Requirements>
(a) In the forum thread on small buds, how tall are the outdoor plants that the first poster describes?
(b) Lay out the records from the line containing "Question. Place a dot on every instance of the coach roof" through the end of the records as a two-column CSV with the columns request and points. Give one row per request, with its text and its answer each in a single quoted field and line breaks replaced by spaces.

══ Text extract

# Small buds.....



## speedy (Sep 8, 2007)

newbie here, my question - this yr. i got 3 outdoor grow that are 8 ft or more tall and the buds are very small and about a week from harvest.
unable to water as needed also. but the plants all are healthy and look great, just disappointed because of these popcorn buds.
Is the small buds due to the strain ( unknown ,saved from good smoke) or the very dry season this yr.


----------



## skunk (Sep 8, 2007)

if marijuana is left to dry out the roots will dig deeper to try and find water and in my exsperiences when the roots dive down deeper the exterior grows up taller and needs more nutrients to make bigger buds.


----------



## Growdude (Sep 8, 2007)

speedy said:
			
		

> newbie here, my question - this yr. i got 3 outdoor grow that are 8 ft or more tall and the buds are very small and about a week from harvest.
> unable to water as needed also. but the plants all are healthy and look great, just disappointed because of these popcorn buds.
> Is the small buds due to the strain ( unknown ,saved from good smoke) or the very dry season this yr.


 
If your not sure of the strain how do you know its one week from harvest?
Some strains are not the best, have you grown this before?


----------



## speedy (Sep 9, 2007)

no , but a friend says he doesnt like the narrow leaf , tall plants, says buds are too small, but rather likes the broad leaf best, bigger buds he thinks. i dont know myself. im a newbie
one wk. ?? by looking at the buds , they are starting to turn brownish red hairs.


----------



## toniC (Sep 9, 2007)

Then they should be about ready for harvest... and w/e you do dont give them nutrients now. I heard it poopsy doos with the smoke and it tastes like plant food. 

If you think about it, 8 ft or more, even though the buds are like popcorn... that's still quite a big of bud. You just wont have those big nugs that are so awesome.


----------



## jash (Sep 9, 2007)

════
══ Data listing

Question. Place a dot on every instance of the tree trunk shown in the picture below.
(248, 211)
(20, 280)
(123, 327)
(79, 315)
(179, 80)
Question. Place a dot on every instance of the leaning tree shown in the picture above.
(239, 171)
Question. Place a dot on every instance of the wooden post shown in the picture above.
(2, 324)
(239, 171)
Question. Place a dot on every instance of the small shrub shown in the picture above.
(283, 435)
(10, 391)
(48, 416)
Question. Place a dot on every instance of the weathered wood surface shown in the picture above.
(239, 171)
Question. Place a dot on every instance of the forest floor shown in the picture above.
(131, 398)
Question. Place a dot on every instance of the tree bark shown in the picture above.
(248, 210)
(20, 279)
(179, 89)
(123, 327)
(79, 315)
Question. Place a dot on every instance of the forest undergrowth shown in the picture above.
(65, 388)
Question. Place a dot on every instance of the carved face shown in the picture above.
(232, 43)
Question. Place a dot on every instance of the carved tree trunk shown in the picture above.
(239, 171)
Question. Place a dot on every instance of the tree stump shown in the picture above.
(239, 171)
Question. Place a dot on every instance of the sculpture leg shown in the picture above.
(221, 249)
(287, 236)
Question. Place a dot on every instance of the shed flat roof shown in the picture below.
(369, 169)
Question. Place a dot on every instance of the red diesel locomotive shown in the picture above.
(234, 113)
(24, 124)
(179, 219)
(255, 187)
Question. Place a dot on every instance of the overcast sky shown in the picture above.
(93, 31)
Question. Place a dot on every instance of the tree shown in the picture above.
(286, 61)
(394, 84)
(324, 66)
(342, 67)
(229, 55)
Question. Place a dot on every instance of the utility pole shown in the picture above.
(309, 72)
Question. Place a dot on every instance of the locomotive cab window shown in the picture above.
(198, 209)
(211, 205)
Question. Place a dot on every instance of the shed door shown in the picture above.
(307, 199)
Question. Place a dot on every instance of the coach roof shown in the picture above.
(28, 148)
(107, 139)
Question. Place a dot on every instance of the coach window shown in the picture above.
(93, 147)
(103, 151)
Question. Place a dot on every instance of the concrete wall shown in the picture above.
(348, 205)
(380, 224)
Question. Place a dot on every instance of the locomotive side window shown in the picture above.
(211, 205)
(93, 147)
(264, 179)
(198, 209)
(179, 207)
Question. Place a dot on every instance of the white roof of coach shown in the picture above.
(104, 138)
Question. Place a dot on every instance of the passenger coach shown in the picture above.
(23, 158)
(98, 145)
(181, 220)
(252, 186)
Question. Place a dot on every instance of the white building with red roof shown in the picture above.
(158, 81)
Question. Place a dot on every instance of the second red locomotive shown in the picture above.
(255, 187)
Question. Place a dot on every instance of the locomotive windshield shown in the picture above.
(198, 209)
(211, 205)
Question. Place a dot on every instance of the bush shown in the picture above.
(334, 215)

════

Task-by-task results>
(a) They are 8 ft or more tall.

(b)
request,points
"Question. Place a dot on every instance of the coach roof shown in the picture above.","(28, 148) (107, 139)"
"Question. Place a dot on every instance of the coach window shown in the picture above.","(93, 147) (103, 151)"
"Question. Place a dot on every instance of the concrete wall shown in the picture above.","(348, 205) (380, 224)"
"Question. Place a dot on every instance of the locomotive side window shown in the picture above.","(211, 205) (93, 147) (264, 179) (198, 209) (179, 207)"
"Question. Place a dot on every instance of the white roof of coach shown in the picture above.","(104, 138)"
"Question. Place a dot on every instance of the passenger coach shown in the picture above.","(23, 158) (98, 145) (181, 220) (252, 186)"
"Question. Place a dot on every instance of the white building with red roof shown in the picture above.","(158, 81)"
"Question. Place a dot on every instance of the second red locomotive shown in the picture above.","(255, 187)"
"Question. Place a dot on every instance of the locomotive windshield shown in the picture above.","(198, 209) (211, 205)"
"Question. Place a dot on every instance of the bush shown in the picture above.","(334, 215)"